──────── STORED ROWS

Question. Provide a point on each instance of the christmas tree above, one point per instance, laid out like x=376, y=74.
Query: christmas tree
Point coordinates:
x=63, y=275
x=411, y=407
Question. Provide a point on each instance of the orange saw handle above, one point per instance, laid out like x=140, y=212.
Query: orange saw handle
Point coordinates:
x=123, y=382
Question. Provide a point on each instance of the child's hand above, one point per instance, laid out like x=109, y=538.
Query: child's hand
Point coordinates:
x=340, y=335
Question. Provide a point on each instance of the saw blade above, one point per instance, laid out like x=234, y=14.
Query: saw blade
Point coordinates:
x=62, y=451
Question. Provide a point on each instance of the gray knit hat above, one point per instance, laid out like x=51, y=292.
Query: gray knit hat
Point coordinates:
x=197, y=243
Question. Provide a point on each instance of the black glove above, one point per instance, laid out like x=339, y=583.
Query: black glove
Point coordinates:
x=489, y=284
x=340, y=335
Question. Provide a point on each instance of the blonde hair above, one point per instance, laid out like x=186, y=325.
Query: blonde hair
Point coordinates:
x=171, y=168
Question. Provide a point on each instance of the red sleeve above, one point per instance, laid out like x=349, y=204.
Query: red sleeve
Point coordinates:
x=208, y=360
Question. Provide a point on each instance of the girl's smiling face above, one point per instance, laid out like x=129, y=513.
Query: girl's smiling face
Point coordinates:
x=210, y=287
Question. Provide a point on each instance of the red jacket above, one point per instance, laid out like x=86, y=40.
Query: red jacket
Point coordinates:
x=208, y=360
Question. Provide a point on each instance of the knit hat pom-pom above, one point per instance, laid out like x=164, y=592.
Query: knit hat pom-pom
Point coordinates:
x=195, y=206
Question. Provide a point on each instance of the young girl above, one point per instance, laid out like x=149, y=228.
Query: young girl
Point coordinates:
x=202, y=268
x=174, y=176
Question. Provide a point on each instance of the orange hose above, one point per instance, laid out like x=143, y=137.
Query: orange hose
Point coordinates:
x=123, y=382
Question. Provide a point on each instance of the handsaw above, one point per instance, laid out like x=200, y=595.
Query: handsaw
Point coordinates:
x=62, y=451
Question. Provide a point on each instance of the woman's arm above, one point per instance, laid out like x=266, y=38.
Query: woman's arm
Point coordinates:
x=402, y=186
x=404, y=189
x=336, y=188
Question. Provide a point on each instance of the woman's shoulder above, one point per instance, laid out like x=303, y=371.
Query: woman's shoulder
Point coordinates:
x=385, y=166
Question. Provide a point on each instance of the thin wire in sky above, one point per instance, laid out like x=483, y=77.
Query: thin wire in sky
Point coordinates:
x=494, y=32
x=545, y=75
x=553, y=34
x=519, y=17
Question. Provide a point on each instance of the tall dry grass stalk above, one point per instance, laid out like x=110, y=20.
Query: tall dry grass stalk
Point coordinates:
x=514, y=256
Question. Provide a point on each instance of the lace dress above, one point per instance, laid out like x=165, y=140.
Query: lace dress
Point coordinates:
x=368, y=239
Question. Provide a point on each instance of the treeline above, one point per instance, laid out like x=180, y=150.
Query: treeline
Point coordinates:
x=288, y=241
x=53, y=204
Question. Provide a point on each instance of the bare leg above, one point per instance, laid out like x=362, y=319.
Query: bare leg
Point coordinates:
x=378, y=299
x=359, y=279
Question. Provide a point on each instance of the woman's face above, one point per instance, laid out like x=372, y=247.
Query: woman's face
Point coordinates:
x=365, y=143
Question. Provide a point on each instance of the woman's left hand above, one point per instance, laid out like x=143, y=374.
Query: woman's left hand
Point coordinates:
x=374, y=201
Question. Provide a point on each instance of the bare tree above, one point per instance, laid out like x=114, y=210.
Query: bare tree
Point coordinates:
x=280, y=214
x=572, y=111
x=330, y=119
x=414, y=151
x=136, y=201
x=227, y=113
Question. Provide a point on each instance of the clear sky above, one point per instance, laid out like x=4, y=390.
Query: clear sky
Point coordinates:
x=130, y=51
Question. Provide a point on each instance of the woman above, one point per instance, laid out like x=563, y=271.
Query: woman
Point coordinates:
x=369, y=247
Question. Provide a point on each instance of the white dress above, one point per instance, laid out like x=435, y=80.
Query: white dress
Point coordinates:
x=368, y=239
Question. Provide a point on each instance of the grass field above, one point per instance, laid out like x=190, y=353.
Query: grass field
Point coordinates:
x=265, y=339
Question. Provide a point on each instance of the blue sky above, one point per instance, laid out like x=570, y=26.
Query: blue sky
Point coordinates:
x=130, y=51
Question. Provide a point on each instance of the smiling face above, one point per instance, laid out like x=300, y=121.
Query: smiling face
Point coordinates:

────────────────

[WRITTEN EXERCISE]:
Reproduce all of the records above verbatim, line by line and in their original order.

[TASK SOLUTION]:
Question. Provide a point on each instance of the christmas tree above, one point per instance, laid out like x=376, y=74.
Query: christmas tree
Point coordinates:
x=63, y=275
x=411, y=407
Question. Provide a point on each instance of the orange saw handle above, one point per instance, laid out like x=140, y=212.
Query: orange saw handle
Point coordinates:
x=123, y=382
Question. Provide a point on each instance of the child's hand above, one point per instance, laid out like x=109, y=538.
Query: child's hand
Point coordinates:
x=340, y=335
Question. Provide a point on each instance of the saw blade above, one point per instance, laid out like x=234, y=14.
Query: saw blade
Point coordinates:
x=62, y=451
Question. Provide a point on each instance of the gray knit hat above, one point per instance, laid out like x=51, y=292.
Query: gray knit hat
Point coordinates:
x=197, y=243
Question. Provide a point on each instance of the black glove above, one point per instance, laid out like x=339, y=583.
Query: black glove
Point coordinates:
x=489, y=284
x=340, y=335
Question. Provide a point on each instance of the blonde hair above, one point per instance, laid out like x=186, y=325.
Query: blonde hair
Point coordinates:
x=171, y=168
Question. Provide a point on each instance of the red sleeve above, one point per instance, laid out like x=349, y=204.
Query: red sleeve
Point coordinates:
x=208, y=360
Question. Provide a point on each instance of the girl's smiling face above, one point per instance, laid out like x=129, y=513.
Query: girl's smiling face
Point coordinates:
x=210, y=287
Question. Provide a point on each instance of the red jacket above, one point per instance, laid out like x=86, y=40.
Query: red jacket
Point coordinates:
x=208, y=360
Question. Provide a point on each instance of the knit hat pom-pom above, one point per instance, laid out like x=164, y=592.
Query: knit hat pom-pom
Point coordinates:
x=195, y=206
Question. Provide a point on each instance of the young girl above, one point per instance, laid out like x=149, y=228.
Query: young girl
Point coordinates:
x=202, y=268
x=174, y=176
Question. Provide a point on each instance of the orange hose above, one point per instance, laid out like x=143, y=137.
Query: orange hose
Point coordinates:
x=123, y=382
Question. Provide a point on each instance of the handsaw above, one point per instance, laid out like x=200, y=595.
Query: handsaw
Point coordinates:
x=62, y=451
Question. Provide a point on each instance of the woman's arm above, one point per instance, laid out like x=266, y=38.
Query: woman's arm
Point coordinates:
x=402, y=186
x=404, y=189
x=336, y=188
Question. Provide a point on each instance of the woman's shoulder above, one point per instance, laid out like x=303, y=371.
Query: woman's shoulder
Point coordinates:
x=385, y=166
Question. Provide a point on each instance of the thin wire in sky above, one point per instance, laid out like x=483, y=77.
Query: thin wire in sky
Point coordinates:
x=494, y=32
x=545, y=75
x=553, y=34
x=519, y=17
Question. Provide a point on each instance of the tall dry grass stalk above, one point per instance, laid out like x=110, y=20.
Query: tall dry grass stalk
Point coordinates:
x=514, y=256
Question. Provide a point on each instance of the lace dress above, one point per instance, laid out like x=165, y=140.
Query: lace dress
Point coordinates:
x=368, y=239
Question. Provide a point on each instance of the treeline above, one point per instance, laid out like x=180, y=150.
Query: treeline
Point coordinates:
x=288, y=241
x=53, y=204
Question. Provide a point on each instance of the bare leg above, one point per instance, laid out like x=362, y=319.
Query: bare leg
Point coordinates:
x=378, y=299
x=359, y=279
Question. Provide a point on each instance of the woman's face above, one point per instance, laid out like x=372, y=247.
Query: woman's face
Point coordinates:
x=365, y=143
Question. Provide a point on each instance of the woman's left hand above, one point per instance, laid out like x=143, y=374.
Query: woman's left hand
Point coordinates:
x=374, y=201
Question. Provide a point on each instance of the bare tree above, one point per instance, laid out like x=114, y=210.
Query: bare tree
Point coordinates:
x=280, y=214
x=572, y=111
x=330, y=119
x=414, y=151
x=136, y=201
x=227, y=113
Question. Provide a point on each instance of the clear sky above, one point per instance, laid out like x=4, y=390.
Query: clear sky
Point coordinates:
x=130, y=51
Question. Provide a point on each instance of the woman above, one point per instance, laid out like x=563, y=271.
Query: woman
Point coordinates:
x=369, y=247
Question. Provide a point on each instance of the white dress above, one point per instance, laid out like x=435, y=80.
Query: white dress
Point coordinates:
x=368, y=239
Question. Provide a point on each instance of the grass field above, one point per instance, laid out like x=190, y=353.
Query: grass field
Point coordinates:
x=265, y=339
Question. Provide a point on each instance of the blue sky above, one point per instance, laid out like x=570, y=26.
Query: blue sky
Point coordinates:
x=130, y=51
Question. Provide a point on each instance of the smiling face above, one point per instance, laid out like x=300, y=121.
Query: smiling face
Point coordinates:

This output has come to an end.